[Problem description]
All lines below must be repeated exactly, with the pictures omitted.

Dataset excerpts
::::

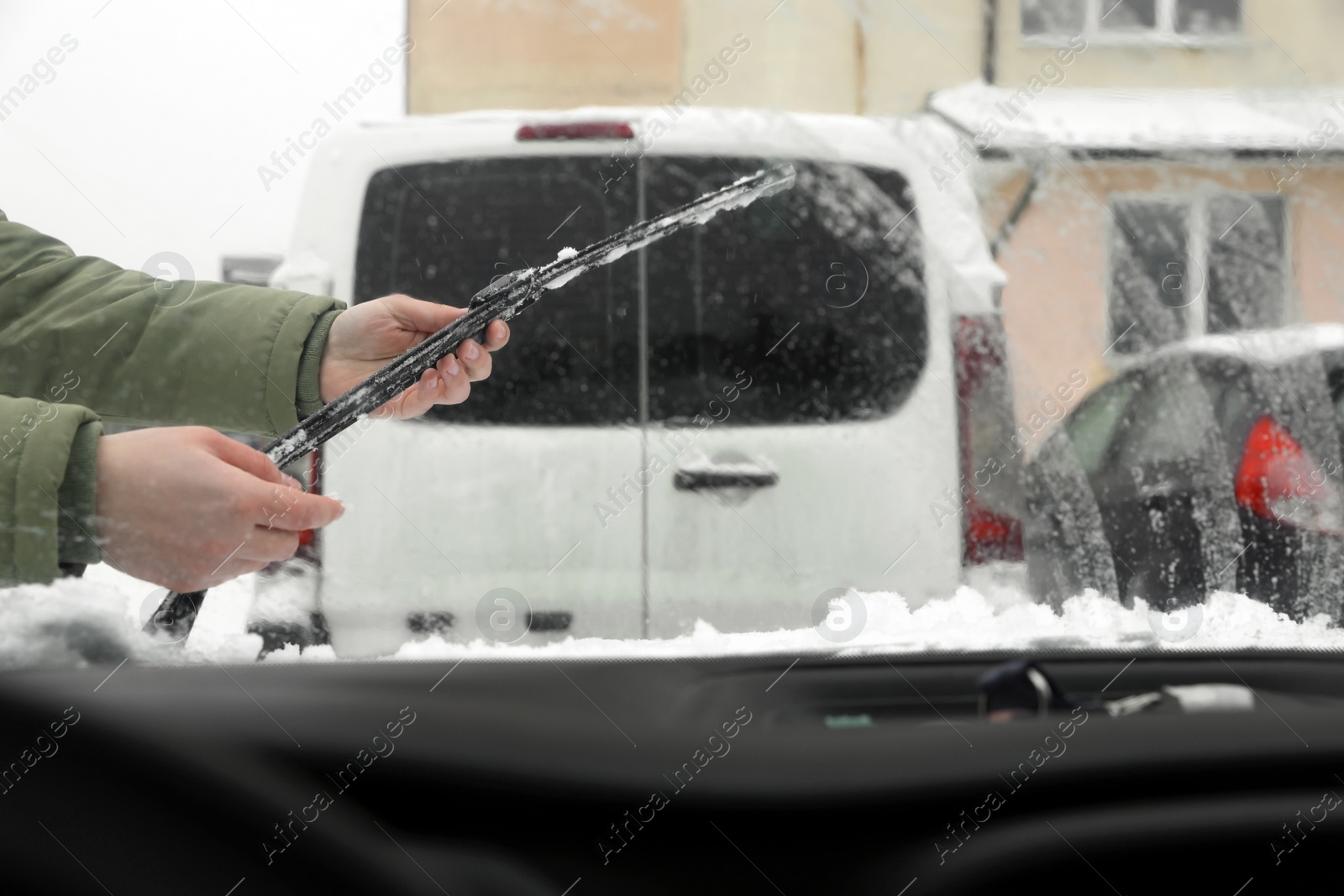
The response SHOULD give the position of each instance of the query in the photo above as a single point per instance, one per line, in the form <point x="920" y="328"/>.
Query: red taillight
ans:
<point x="984" y="412"/>
<point x="1278" y="479"/>
<point x="577" y="130"/>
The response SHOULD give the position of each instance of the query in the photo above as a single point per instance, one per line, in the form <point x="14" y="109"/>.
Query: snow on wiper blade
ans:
<point x="504" y="298"/>
<point x="501" y="300"/>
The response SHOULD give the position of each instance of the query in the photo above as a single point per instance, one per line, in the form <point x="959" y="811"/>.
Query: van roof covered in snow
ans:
<point x="948" y="212"/>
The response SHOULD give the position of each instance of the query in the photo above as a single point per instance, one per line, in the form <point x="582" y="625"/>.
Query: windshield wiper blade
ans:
<point x="501" y="300"/>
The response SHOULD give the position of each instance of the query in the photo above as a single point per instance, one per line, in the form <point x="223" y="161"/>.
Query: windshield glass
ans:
<point x="1027" y="338"/>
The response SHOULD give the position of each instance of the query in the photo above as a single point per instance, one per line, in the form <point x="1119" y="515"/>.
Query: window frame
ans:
<point x="1195" y="204"/>
<point x="1163" y="35"/>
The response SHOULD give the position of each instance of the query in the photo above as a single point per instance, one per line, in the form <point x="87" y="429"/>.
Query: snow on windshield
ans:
<point x="96" y="620"/>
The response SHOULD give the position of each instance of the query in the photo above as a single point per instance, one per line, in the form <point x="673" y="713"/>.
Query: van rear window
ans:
<point x="815" y="296"/>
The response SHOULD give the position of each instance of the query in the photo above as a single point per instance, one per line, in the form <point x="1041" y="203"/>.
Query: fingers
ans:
<point x="416" y="315"/>
<point x="496" y="336"/>
<point x="475" y="359"/>
<point x="295" y="511"/>
<point x="268" y="546"/>
<point x="245" y="458"/>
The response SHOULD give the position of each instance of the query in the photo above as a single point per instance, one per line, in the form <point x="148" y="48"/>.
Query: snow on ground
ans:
<point x="97" y="620"/>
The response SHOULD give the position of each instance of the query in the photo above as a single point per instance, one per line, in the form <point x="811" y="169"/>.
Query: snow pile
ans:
<point x="965" y="622"/>
<point x="98" y="618"/>
<point x="1104" y="118"/>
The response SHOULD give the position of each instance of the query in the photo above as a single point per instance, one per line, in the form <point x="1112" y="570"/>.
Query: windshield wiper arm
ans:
<point x="501" y="300"/>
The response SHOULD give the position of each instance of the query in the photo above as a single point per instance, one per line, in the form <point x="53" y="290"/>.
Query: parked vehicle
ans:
<point x="1211" y="465"/>
<point x="722" y="426"/>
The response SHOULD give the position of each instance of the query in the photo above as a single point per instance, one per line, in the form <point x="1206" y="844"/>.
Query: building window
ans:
<point x="1189" y="266"/>
<point x="1142" y="22"/>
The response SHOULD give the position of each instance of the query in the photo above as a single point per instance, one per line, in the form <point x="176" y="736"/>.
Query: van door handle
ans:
<point x="725" y="476"/>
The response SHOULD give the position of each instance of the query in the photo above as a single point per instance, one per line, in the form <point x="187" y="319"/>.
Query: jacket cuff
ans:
<point x="308" y="398"/>
<point x="78" y="500"/>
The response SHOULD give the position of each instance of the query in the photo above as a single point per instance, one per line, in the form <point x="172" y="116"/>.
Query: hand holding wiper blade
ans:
<point x="501" y="300"/>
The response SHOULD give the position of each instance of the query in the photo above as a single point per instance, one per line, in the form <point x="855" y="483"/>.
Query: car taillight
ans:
<point x="984" y="412"/>
<point x="577" y="130"/>
<point x="1278" y="479"/>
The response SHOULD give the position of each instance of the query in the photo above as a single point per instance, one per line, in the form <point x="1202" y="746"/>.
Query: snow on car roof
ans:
<point x="1139" y="120"/>
<point x="948" y="212"/>
<point x="1269" y="345"/>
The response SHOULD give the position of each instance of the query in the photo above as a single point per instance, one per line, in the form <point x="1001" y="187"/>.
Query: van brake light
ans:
<point x="577" y="130"/>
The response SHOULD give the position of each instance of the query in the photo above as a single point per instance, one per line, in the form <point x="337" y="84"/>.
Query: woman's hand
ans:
<point x="370" y="335"/>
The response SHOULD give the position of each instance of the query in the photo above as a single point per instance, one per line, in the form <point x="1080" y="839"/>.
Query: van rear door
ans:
<point x="797" y="437"/>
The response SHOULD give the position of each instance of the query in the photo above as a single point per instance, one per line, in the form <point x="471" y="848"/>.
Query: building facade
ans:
<point x="1149" y="170"/>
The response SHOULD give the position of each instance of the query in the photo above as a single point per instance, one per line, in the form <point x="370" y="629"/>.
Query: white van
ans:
<point x="722" y="426"/>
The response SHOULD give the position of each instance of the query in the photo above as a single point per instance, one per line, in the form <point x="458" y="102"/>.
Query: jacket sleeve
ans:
<point x="46" y="510"/>
<point x="141" y="351"/>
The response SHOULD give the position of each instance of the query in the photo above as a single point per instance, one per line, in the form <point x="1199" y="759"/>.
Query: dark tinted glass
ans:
<point x="1053" y="16"/>
<point x="1203" y="18"/>
<point x="1093" y="425"/>
<point x="441" y="231"/>
<point x="1128" y="15"/>
<point x="1149" y="288"/>
<point x="1247" y="262"/>
<point x="816" y="293"/>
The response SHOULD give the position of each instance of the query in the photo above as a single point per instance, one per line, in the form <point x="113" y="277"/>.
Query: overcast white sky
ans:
<point x="150" y="134"/>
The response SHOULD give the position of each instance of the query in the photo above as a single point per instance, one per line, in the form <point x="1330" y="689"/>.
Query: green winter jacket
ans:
<point x="84" y="340"/>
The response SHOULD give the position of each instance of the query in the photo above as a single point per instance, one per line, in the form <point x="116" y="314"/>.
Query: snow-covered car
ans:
<point x="1213" y="465"/>
<point x="723" y="426"/>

::::

[Written solution]
The response SHOULD give the position of each instance of the query in the photo above as a single point per instance, one per line, in the form <point x="920" y="328"/>.
Query: red taillight
ans:
<point x="984" y="412"/>
<point x="1278" y="479"/>
<point x="577" y="130"/>
The response SHOULD give the position of each instance of the query in the photo above as a single point per instance, one per line, in the form <point x="14" y="109"/>.
Query: snow on wiper blade
ans:
<point x="504" y="298"/>
<point x="501" y="300"/>
The response SHOULD give the position of each instance of the query in the photo above as a single point per instance, one per line, in the form <point x="959" y="811"/>.
Query: van roof covered in snow
ans:
<point x="948" y="212"/>
The response SHOULD give the position of each instance of the query in the photo above as a single point per instance, one per line, in the form <point x="582" y="625"/>.
Query: windshield wiper blade
ans:
<point x="501" y="300"/>
The response SHOULD give the position of each instance of the query in the photo above as a single point per instance, one per line, in the form <point x="223" y="161"/>.
Query: windshield glass
ans:
<point x="1027" y="338"/>
The response SHOULD give the position of each instance of the query in the photo above as a single point per instance, one per line, in the form <point x="1119" y="515"/>.
Query: window frame
ans:
<point x="1195" y="204"/>
<point x="1163" y="35"/>
The response SHOULD give the position of each instance of the query in the photo above as a single point per instance, one per line, in the form <point x="87" y="429"/>.
Query: snow on windshield
ans:
<point x="96" y="620"/>
The response SHOULD give the position of each instance of the query in the photo above as a single point per instance, one per line, in the form <point x="673" y="713"/>.
Query: van rear window
ans:
<point x="815" y="296"/>
The response SHOULD give the position of each instance of the query in the photo above as a single point per instance, one per line, in the form <point x="1041" y="203"/>.
Query: fingers
ans:
<point x="416" y="315"/>
<point x="496" y="336"/>
<point x="475" y="359"/>
<point x="295" y="511"/>
<point x="268" y="546"/>
<point x="245" y="458"/>
The response SHOULD give the position of each instance of the query in the photo above as a single point per instance, one per line, in the form <point x="148" y="48"/>.
Query: snow on ground
ans:
<point x="97" y="620"/>
The response SHOULD give the position of each instance of the query in the photo above as a single point per instance, one per line, in the form <point x="811" y="169"/>.
Query: snow pile
ans:
<point x="965" y="622"/>
<point x="98" y="618"/>
<point x="1104" y="118"/>
The response SHOULD give the position of each instance of the query in the photo above as a single point per instance, one per line, in the form <point x="1112" y="570"/>.
Query: windshield wiper arm
ans:
<point x="501" y="300"/>
The response SHOULD give the position of each instance of the query in the photo above as a single point per instance, one per line, in the form <point x="53" y="290"/>.
Query: parked vehicle
ans:
<point x="1211" y="465"/>
<point x="722" y="426"/>
The response SHOULD give the position of each instance of the query in the photo above as a single point per instance, one per line, in the form <point x="1206" y="844"/>.
Query: building window
ans:
<point x="1189" y="266"/>
<point x="1142" y="22"/>
The response SHOULD give the position of each instance of the query in the photo above as a single point per instance, one per line, in the form <point x="176" y="736"/>.
Query: van door handle
ans:
<point x="725" y="476"/>
The response SHOULD give the position of each instance of the query in the photo above as a single point per instance, one per line, in the form <point x="187" y="319"/>.
Query: jacket cuff
ans:
<point x="308" y="398"/>
<point x="78" y="500"/>
The response SHOULD give the position of each instance of the query in the photo above as a single point per instance, one per line, in the form <point x="172" y="116"/>.
Query: hand holding wiper blade
ans:
<point x="501" y="300"/>
The response SHOULD give the position of each instance of the query in the photo above as a single point per instance, one per line, in the form <point x="855" y="483"/>.
Query: car taillight
ans:
<point x="984" y="412"/>
<point x="577" y="130"/>
<point x="1278" y="479"/>
The response SHOULD give the position of each instance of the query in the photo above as a single point per instance, one per line, in the form <point x="1202" y="746"/>.
Query: snow on car roof
ans:
<point x="1139" y="120"/>
<point x="948" y="212"/>
<point x="1269" y="345"/>
The response SHOULD give the position of each instance of the query in the photo above as a single point per instance, one per line, in the form <point x="1001" y="187"/>.
Query: van brake light
ans:
<point x="577" y="130"/>
The response SHOULD give the position of each instance of the query in the photo above as a single point per instance, one per line, in the form <point x="337" y="84"/>.
Query: woman's hand
ans:
<point x="370" y="335"/>
The response SHOULD give the position of each instance of the query in the photo above as a single point per instance, one per line, in the form <point x="1080" y="839"/>.
Query: van rear door
ans:
<point x="797" y="437"/>
The response SHOULD give the position of each instance of the query in the photo above as a single point per instance, one per line, in the form <point x="471" y="848"/>.
Query: building facade
ans:
<point x="1149" y="170"/>
The response SHOULD give the position of each instance of the query in the photo above as a single point per instance, one per line, in the form <point x="370" y="629"/>.
Query: white van
ans:
<point x="722" y="426"/>
The response SHOULD give the position of each instance of the query in the photo above as a single point per instance, one per line, in the form <point x="458" y="102"/>.
Query: jacket sleeve
ans:
<point x="46" y="510"/>
<point x="141" y="351"/>
The response SHOULD give the position of each instance of the query in the photo above as a single point per instance, one per line, in the form <point x="1199" y="759"/>.
Query: dark tinted glass
ans:
<point x="1053" y="16"/>
<point x="1203" y="18"/>
<point x="1093" y="425"/>
<point x="441" y="231"/>
<point x="1128" y="15"/>
<point x="1149" y="288"/>
<point x="1247" y="262"/>
<point x="816" y="293"/>
The response SHOULD give the position of each instance of the query in the photo above as a single point per instance, one per line, in the form <point x="113" y="277"/>.
Query: overcast white sky
ans:
<point x="150" y="134"/>
The response SHOULD give the position of each instance of the query in the photo above as a single point per instance, one per line, in the form <point x="1330" y="689"/>.
Query: green winter jacket
ans:
<point x="84" y="340"/>
The response SHOULD give the position of each instance of the query in the photo above as a single point per instance, one per line, in the form <point x="116" y="314"/>.
Query: snow-covered car
ans:
<point x="1213" y="465"/>
<point x="723" y="426"/>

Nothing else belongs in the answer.